Records supplied:

• • • • • • •

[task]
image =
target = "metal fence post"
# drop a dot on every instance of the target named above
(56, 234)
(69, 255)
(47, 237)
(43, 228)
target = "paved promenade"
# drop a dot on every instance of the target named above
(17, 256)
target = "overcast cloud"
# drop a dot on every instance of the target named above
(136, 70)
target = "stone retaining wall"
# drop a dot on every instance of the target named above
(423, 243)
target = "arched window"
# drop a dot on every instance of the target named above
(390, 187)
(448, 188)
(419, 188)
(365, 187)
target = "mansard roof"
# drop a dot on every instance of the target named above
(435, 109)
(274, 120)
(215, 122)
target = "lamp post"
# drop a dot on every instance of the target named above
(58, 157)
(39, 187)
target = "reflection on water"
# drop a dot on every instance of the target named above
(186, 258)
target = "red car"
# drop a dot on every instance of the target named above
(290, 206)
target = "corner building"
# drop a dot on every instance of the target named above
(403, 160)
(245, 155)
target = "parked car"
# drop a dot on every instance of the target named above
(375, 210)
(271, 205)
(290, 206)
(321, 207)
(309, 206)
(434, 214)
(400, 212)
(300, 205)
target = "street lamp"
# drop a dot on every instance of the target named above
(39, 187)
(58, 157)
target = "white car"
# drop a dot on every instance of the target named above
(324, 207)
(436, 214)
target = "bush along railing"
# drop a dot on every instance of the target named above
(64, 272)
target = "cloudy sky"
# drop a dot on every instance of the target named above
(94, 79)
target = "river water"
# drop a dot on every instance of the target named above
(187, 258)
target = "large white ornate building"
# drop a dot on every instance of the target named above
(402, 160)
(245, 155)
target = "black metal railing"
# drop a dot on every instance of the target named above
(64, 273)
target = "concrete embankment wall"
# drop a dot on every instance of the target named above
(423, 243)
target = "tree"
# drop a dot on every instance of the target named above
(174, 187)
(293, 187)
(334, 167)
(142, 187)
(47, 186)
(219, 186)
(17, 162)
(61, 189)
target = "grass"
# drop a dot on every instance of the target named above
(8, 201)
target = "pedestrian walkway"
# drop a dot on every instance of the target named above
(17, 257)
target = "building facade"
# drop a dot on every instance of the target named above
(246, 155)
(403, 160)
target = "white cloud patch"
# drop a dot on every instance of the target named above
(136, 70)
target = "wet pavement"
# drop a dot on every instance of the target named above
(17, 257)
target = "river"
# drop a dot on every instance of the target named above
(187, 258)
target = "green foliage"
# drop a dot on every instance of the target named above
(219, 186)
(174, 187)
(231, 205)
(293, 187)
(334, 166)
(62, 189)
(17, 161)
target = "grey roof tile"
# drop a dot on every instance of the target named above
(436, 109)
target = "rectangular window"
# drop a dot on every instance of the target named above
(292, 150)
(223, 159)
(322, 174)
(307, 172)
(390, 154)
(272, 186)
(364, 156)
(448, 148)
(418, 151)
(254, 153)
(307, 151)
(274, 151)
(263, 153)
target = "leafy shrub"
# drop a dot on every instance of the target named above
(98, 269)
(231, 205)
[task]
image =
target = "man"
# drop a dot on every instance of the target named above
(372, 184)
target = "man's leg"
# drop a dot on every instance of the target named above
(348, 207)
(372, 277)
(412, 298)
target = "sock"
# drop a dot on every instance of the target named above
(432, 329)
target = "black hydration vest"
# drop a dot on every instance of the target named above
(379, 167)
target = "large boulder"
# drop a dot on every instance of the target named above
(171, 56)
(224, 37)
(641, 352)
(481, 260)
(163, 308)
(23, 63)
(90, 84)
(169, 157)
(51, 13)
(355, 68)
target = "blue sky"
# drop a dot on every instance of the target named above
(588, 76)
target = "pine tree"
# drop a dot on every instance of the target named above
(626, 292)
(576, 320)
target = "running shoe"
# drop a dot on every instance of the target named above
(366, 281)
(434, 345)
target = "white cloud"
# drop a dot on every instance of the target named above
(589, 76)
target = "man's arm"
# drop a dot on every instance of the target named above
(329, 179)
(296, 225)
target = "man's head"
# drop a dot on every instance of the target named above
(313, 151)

• • • • • • •

What the task asks:
Write out the records shown above, exactly as they appear.

The response:
[task]
image =
target = "metal fence post"
# drop a dot on every instance of the target named above
(56, 234)
(69, 255)
(47, 237)
(43, 228)
target = "paved promenade"
# drop a dot on every instance of the target named above
(17, 256)
target = "overcast cloud"
# drop a dot on every instance of the target named above
(136, 70)
target = "stone retaining wall"
# drop a dot on every instance of the target named above
(423, 243)
target = "arched window"
# drop a dot on every instance of the target named above
(390, 187)
(448, 188)
(419, 188)
(365, 187)
target = "mansard roof"
# drop a dot on every instance of the target named above
(435, 109)
(274, 120)
(215, 122)
target = "lamp post"
# drop a dot on every instance of the target named above
(58, 157)
(39, 187)
target = "reflection on water"
# drop a dot on every instance of the target named above
(186, 258)
target = "red car"
# drop a dot on every instance of the target named above
(290, 206)
target = "corner building"
# drop a dot on every instance of the target named above
(403, 160)
(245, 155)
target = "parked car"
# drop a dot on every instance of the target named above
(375, 210)
(271, 205)
(290, 206)
(321, 207)
(309, 206)
(434, 214)
(400, 212)
(300, 205)
target = "street lamp"
# drop a dot on every instance of the target named above
(39, 187)
(58, 157)
target = "white car"
# drop a dot on every instance of the target named above
(324, 207)
(436, 214)
target = "bush along railing"
# drop a dot on every instance of the target named above
(64, 272)
target = "cloudy sky"
# drop a dot on every instance of the target named above
(94, 79)
target = "river water"
# drop a dot on every instance of the target named above
(187, 258)
target = "large white ornate building"
# drop a dot on every instance of the target named above
(402, 160)
(245, 155)
target = "black metal railing"
# drop a dot on every instance of the target named above
(64, 273)
target = "concrete embankment wall"
# drop a dot on every instance of the target named above
(423, 243)
target = "tree"
# drop a dot on every instance of the target named above
(174, 187)
(293, 187)
(334, 167)
(142, 187)
(47, 186)
(219, 186)
(17, 162)
(61, 189)
target = "grass"
# drop a dot on every instance of the target named above
(8, 201)
target = "pedestrian walkway"
# drop a dot on every instance of the target named above
(17, 257)
target = "building facade"
# drop a dot on every instance of the target named above
(246, 155)
(403, 160)
target = "white cloud patch"
# drop a dot on every instance of the target named above
(136, 70)
target = "wet pavement"
# drop a dot on every instance of the target named above
(17, 257)
target = "river"
# drop a dot on every instance of the target named above
(187, 258)
target = "green foliage"
# drop a dot on every instance of the target named above
(219, 186)
(174, 187)
(231, 205)
(293, 187)
(334, 166)
(62, 189)
(17, 161)
target = "grey roof tile"
# drop a dot on every instance of the target named above
(436, 109)
target = "rectangular window"
# drop a dot on every instance of the target named above
(292, 150)
(223, 159)
(322, 174)
(307, 172)
(390, 154)
(272, 186)
(364, 156)
(448, 148)
(418, 151)
(254, 153)
(307, 151)
(274, 151)
(263, 153)
target = "leafy shrub"
# drop a dot on every instance of the target named above
(98, 269)
(231, 205)
[task]
image =
target = "man"
# drop a dot on every instance of the target named above
(372, 184)
target = "man's leg"
# drop a dot on every instance of the target named above
(348, 207)
(372, 277)
(412, 298)
target = "sock"
# drop a dot on every instance of the target named above
(432, 329)
target = "black hydration vest"
# drop a dot on every instance of the target named above
(379, 167)
target = "large boulder"
# drop a dot on every instance of the target named above
(171, 56)
(224, 37)
(641, 352)
(481, 260)
(163, 308)
(23, 63)
(90, 84)
(169, 157)
(51, 13)
(355, 68)
target = "blue sky"
# drop a dot on every instance of the target named above
(588, 76)
target = "pine tree"
# drop a dot on every instance of the target named above
(626, 292)
(576, 320)
target = "running shoe"
# drop a dot on every instance of the target named above
(366, 281)
(434, 345)
target = "white cloud"
# drop a dot on every instance of the target named above
(589, 76)
target = "man's arm"
# drop a dot on every instance of the target named above
(329, 179)
(296, 225)
target = "man's head"
# drop a dot on every instance of the target named above
(313, 151)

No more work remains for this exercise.